▶ [WHAT YOU HAVE TO DO]
Transcribe the data that follows without changing a word, and omit the pictures.

▶ [EXTRACTED INFORMATION]

***

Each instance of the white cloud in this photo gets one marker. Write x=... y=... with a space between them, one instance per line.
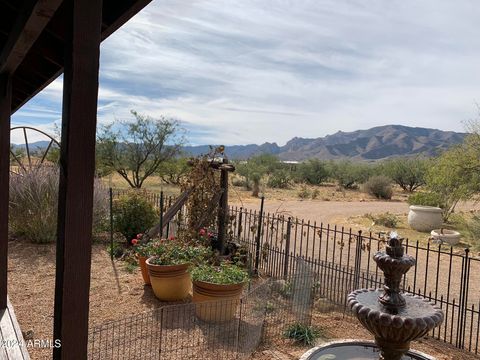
x=260 y=71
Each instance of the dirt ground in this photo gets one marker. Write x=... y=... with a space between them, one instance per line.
x=336 y=327
x=116 y=294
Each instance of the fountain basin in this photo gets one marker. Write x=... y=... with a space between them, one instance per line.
x=354 y=350
x=413 y=321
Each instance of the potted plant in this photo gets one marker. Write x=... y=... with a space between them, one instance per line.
x=223 y=283
x=168 y=268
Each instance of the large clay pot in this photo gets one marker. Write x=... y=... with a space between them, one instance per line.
x=216 y=303
x=170 y=282
x=451 y=237
x=425 y=218
x=142 y=262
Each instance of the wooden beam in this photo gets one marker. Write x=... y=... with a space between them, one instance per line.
x=30 y=22
x=77 y=169
x=5 y=111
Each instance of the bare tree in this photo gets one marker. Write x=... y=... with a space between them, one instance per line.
x=135 y=150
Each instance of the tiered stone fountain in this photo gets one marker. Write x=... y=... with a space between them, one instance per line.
x=393 y=318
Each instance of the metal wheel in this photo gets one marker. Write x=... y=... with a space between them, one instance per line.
x=35 y=156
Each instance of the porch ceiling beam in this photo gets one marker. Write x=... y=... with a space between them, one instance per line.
x=30 y=22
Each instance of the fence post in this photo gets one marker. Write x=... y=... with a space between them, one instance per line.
x=462 y=303
x=111 y=222
x=358 y=260
x=240 y=219
x=287 y=248
x=259 y=234
x=161 y=214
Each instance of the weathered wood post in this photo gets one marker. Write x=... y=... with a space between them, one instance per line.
x=77 y=169
x=223 y=207
x=5 y=111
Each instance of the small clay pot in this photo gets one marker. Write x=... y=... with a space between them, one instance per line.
x=216 y=303
x=170 y=282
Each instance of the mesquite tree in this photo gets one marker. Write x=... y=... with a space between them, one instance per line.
x=135 y=150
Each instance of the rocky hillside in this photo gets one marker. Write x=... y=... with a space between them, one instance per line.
x=372 y=144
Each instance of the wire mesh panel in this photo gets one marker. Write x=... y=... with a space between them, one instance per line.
x=228 y=329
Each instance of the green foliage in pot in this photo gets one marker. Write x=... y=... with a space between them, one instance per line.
x=302 y=334
x=225 y=274
x=133 y=214
x=172 y=252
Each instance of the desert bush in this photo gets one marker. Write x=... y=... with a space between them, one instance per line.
x=408 y=173
x=426 y=199
x=349 y=175
x=387 y=219
x=280 y=179
x=313 y=172
x=379 y=186
x=34 y=202
x=304 y=192
x=133 y=214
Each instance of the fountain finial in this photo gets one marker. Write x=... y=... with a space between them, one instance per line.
x=394 y=264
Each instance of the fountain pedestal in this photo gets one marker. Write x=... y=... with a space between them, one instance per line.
x=393 y=318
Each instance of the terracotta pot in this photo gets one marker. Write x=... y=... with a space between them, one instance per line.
x=143 y=267
x=425 y=218
x=216 y=303
x=451 y=237
x=170 y=282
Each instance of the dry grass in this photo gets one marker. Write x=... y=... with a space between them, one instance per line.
x=335 y=327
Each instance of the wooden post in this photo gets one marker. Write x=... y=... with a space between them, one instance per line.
x=5 y=111
x=223 y=209
x=77 y=165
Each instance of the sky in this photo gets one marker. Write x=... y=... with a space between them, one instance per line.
x=255 y=71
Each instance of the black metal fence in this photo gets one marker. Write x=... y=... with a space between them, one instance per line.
x=186 y=331
x=342 y=261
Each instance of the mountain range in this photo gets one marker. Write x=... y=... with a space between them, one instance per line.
x=377 y=143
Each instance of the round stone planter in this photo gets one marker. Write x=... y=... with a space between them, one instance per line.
x=451 y=237
x=170 y=282
x=216 y=303
x=425 y=218
x=142 y=262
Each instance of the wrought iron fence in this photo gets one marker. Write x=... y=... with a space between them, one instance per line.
x=186 y=331
x=342 y=261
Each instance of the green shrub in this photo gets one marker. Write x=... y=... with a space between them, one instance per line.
x=223 y=274
x=426 y=199
x=313 y=172
x=133 y=214
x=280 y=179
x=386 y=219
x=349 y=174
x=34 y=202
x=304 y=193
x=303 y=334
x=379 y=186
x=172 y=252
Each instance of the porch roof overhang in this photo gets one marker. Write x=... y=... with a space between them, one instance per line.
x=32 y=40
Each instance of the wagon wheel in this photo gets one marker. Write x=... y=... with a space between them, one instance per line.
x=34 y=158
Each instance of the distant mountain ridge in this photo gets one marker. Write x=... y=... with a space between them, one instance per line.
x=377 y=143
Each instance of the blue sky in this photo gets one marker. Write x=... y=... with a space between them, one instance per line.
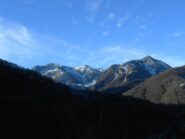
x=94 y=32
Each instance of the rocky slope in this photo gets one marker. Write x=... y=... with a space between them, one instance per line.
x=167 y=87
x=78 y=77
x=119 y=78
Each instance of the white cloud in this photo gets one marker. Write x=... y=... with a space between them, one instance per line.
x=75 y=22
x=27 y=1
x=122 y=20
x=20 y=45
x=90 y=19
x=93 y=6
x=111 y=15
x=105 y=33
x=177 y=34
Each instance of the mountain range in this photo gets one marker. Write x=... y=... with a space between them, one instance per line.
x=167 y=87
x=77 y=77
x=117 y=78
x=34 y=107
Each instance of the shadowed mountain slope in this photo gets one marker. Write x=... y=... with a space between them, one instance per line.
x=167 y=87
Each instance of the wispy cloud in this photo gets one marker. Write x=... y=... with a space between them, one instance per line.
x=27 y=1
x=75 y=22
x=122 y=20
x=20 y=45
x=177 y=34
x=105 y=33
x=111 y=15
x=92 y=7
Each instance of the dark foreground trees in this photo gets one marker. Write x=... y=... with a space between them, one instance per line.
x=33 y=106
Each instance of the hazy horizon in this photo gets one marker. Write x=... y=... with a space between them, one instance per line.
x=98 y=33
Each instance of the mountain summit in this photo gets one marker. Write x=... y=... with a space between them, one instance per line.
x=125 y=76
x=77 y=77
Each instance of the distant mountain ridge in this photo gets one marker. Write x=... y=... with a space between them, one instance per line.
x=167 y=87
x=129 y=74
x=81 y=76
x=124 y=76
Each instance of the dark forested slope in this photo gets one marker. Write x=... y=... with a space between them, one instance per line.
x=33 y=106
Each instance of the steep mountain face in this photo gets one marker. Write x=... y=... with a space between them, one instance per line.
x=35 y=107
x=167 y=87
x=83 y=76
x=119 y=78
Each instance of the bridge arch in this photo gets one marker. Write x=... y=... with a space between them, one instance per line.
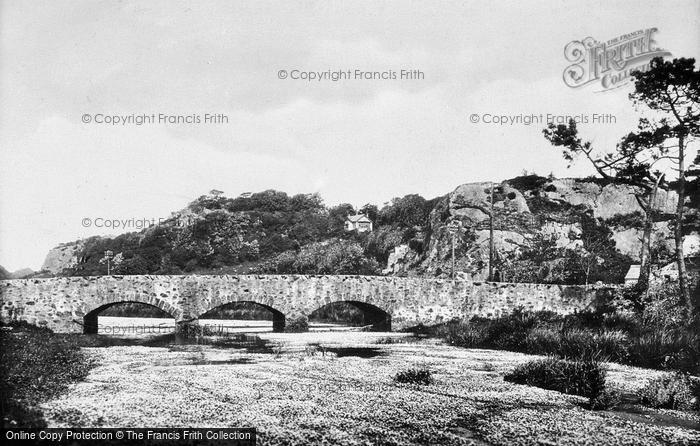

***

▶ [ANSWER SECTION]
Each instance of the white cloud in this photo gets one marker. Write x=... y=... with a space between them, one instance per line.
x=260 y=71
Each instance of the dirt ground in this photo gets one marker. Write x=... y=... with a space between them, one instance per line.
x=336 y=327
x=116 y=294
Each instance of the fountain basin in this photo gets one marker. Write x=... y=... with a space between them, one instance per line.
x=354 y=350
x=413 y=321
Each instance of the potted plant in this photo gets one marker. Write x=... y=... with a space between them, one instance per line.
x=223 y=283
x=168 y=268
Each instance of the large clay pot in this photo gets one marker. Write x=... y=... with a space between them, one instance per line.
x=216 y=303
x=170 y=282
x=451 y=237
x=425 y=218
x=142 y=262
Each instance of the wooden beam in this photo gets one marker. Write x=... y=... with a space between them, one instance per line.
x=30 y=22
x=77 y=169
x=5 y=111
Each instance of the bare tree in this photo gets one marker. Write x=... y=... with a space between them, one instance per line.
x=135 y=150
Each instance of the tiered stone fountain in this photo gets one marker. Write x=... y=... with a space between them, one instance per line.
x=393 y=318
Each instance of the metal wheel in this photo gets one marker. Write x=... y=... with a space between them, one instance per line.
x=35 y=156
Each instance of the porch ceiling beam in this photo gets one marker. Write x=... y=... with a space between them, one instance per line.
x=30 y=22
Each instance of the fence post in this photo gets one marker. Write x=... y=... with a space between them, one instance per line.
x=462 y=303
x=111 y=222
x=358 y=260
x=240 y=219
x=287 y=248
x=259 y=234
x=161 y=214
Each instance of the weathered wood post in this photo gets one marker. Write x=... y=... with a space between them, one instance per line.
x=77 y=169
x=223 y=207
x=5 y=111
Each instance of the small clay pot in this photo gets one marker. Write x=... y=... with a space between them, one instance per line.
x=216 y=303
x=170 y=282
Each instance of the mesquite tree in this photo gets one marker. Write x=... y=... with a space between them, one instance per line.
x=135 y=150
Each instance of the rocky hillside in this photo gets one marker. Write x=... y=... with a space between them, one instance per line.
x=372 y=144
Each instance of the wire mesh panel in this photo gets one marker. Write x=... y=... with a space between them, one instance per line.
x=228 y=329
Each instance of the green foliage in pot in this photo gets one marker. Write x=... y=... with a space between them, one instance per line.
x=302 y=334
x=225 y=274
x=133 y=214
x=172 y=252
Each instance of the desert bush in this photo gets one marker. Write x=... y=... with a space between them, one instance per line.
x=408 y=173
x=426 y=199
x=349 y=175
x=387 y=219
x=280 y=179
x=313 y=172
x=379 y=186
x=34 y=202
x=304 y=192
x=133 y=214
Each instance of the fountain finial in this photo gets one marker. Write x=... y=... with a space between them, one instance per line.
x=394 y=264
Each instance of the fountain pedestal in this photo gets one marker. Write x=... y=... with a space between them, one instance per line.
x=393 y=318
Each instance of the terracotta pot in this photo gets one marker. Write x=... y=... with a space between them, one instance per line.
x=143 y=267
x=425 y=218
x=216 y=303
x=451 y=237
x=170 y=282
Each instance of the dry grass in this photo gets one marker. Write x=... y=... with a space between them, one instance per line.
x=335 y=327
Each instance of the wooden post in this photo gets one marker. Write x=... y=... with a space between them, one instance per line.
x=5 y=111
x=223 y=209
x=77 y=165
Each instance of the sky in this photo gets one marker. Write x=... y=... with a space between them, one instance per line.
x=255 y=71
Each instance of the black metal fence in this photo gets one marker. Write x=... y=... with a space between them, one instance per line.
x=186 y=331
x=342 y=261
Each instance of the mountain range in this photo gets one marker. Write x=... y=... with a space between them, one instance per line.
x=377 y=143
Each instance of the round stone planter in this photo gets one marker. Write x=... y=... with a space between them, one instance per line.
x=451 y=237
x=170 y=282
x=216 y=303
x=425 y=218
x=142 y=262
Each instance of the wrought iron fence in this photo gets one marker. Write x=... y=... with a space between them, one instance per line.
x=186 y=331
x=342 y=261
Each instance of the green shrub in this photo gets one marker. Write x=... y=... with a space between them, one instance per line.
x=223 y=274
x=426 y=199
x=313 y=172
x=133 y=214
x=280 y=179
x=386 y=219
x=349 y=174
x=34 y=202
x=304 y=193
x=303 y=334
x=379 y=186
x=172 y=252
Each instance of the porch roof overhang in this photo gets one marker. Write x=... y=... with a space between them, one instance per line.
x=32 y=40
Each instance of the wagon wheel in this photo gets one marker. Write x=... y=... with a space between them, one instance per line.
x=34 y=158
Each instance of the distant mountain ridge in this photo gets one marker. Write x=... y=... with a space between them, one instance per line.
x=377 y=143
Each instance of the blue sky in this photo gets one marker. Write x=... y=... with a space between them, one instance per line.
x=94 y=32
Each instance of the rocky slope in this photo gets one marker. Write x=... y=... with a space between them, one instance per line.
x=167 y=87
x=78 y=77
x=119 y=78
Each instance of the white cloud in this photo gets one marker. Write x=... y=... with a space between them, one instance per line.
x=75 y=22
x=27 y=1
x=122 y=20
x=20 y=45
x=90 y=19
x=93 y=6
x=111 y=15
x=105 y=33
x=177 y=34
Each instance of the mountain range in this photo gets one marker. Write x=... y=... with a space between them, one instance per line.
x=167 y=87
x=77 y=77
x=117 y=78
x=34 y=107
Each instance of the shadowed mountain slope in this photo gets one marker. Write x=... y=... with a space between them, one instance per line.
x=167 y=87
Each instance of the wispy cloud in this photo gets one marker. Write x=... y=... with a space between them, one instance per line.
x=27 y=1
x=75 y=22
x=122 y=20
x=20 y=45
x=177 y=34
x=105 y=33
x=111 y=15
x=92 y=7
Each instance of the dark foreground trees in this photo gets one marker. Write x=... y=... with a space between them, one instance per line.
x=33 y=106
Each instance of the hazy horizon in this photo gets one marker. Write x=... y=... with a space between them, one instance per line.
x=98 y=33
Each instance of the mountain summit in this photo gets one marker. Write x=... y=... with a space between them, one instance per line.
x=125 y=76
x=77 y=77
Each instance of the distant mountain ridge in this photo gets one marker. Write x=... y=... with a space between them, one instance per line.
x=167 y=87
x=129 y=74
x=81 y=76
x=124 y=76
Each instance of the dark forested slope in this photo gets one marker. Write x=... y=... with a space between them, one instance per line.
x=33 y=106
Each instance of the steep mountain face in this photo gets one marker. Write x=... y=... with a space between them, one instance per line.
x=35 y=107
x=167 y=87
x=83 y=76
x=119 y=78
Each instance of the bridge arch in this photo gets one marker. Write x=... y=... with a space between them, one instance per line.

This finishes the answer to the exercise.